◆ Problem
Copy the listing word for word, from its start through the line that contains "The layout is".

◆ Records for processing
▼
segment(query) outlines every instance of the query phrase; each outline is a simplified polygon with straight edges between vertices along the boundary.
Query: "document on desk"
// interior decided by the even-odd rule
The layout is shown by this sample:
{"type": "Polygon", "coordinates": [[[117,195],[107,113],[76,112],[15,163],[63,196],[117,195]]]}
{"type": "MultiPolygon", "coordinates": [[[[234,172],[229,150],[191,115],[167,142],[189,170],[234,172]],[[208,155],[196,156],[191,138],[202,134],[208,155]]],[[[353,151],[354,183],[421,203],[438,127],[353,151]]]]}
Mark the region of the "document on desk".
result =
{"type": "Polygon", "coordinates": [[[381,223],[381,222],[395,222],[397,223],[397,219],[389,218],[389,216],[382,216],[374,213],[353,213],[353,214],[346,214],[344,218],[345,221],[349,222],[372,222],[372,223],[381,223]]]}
▲
◆ Solution for this exercise
segment(query) outlines every instance of the query phrase; each outline is a simplified polygon with straight edges between vertices along the boundary.
Query: "document on desk"
// interior decided by the even-odd rule
The layout is shown by this sample:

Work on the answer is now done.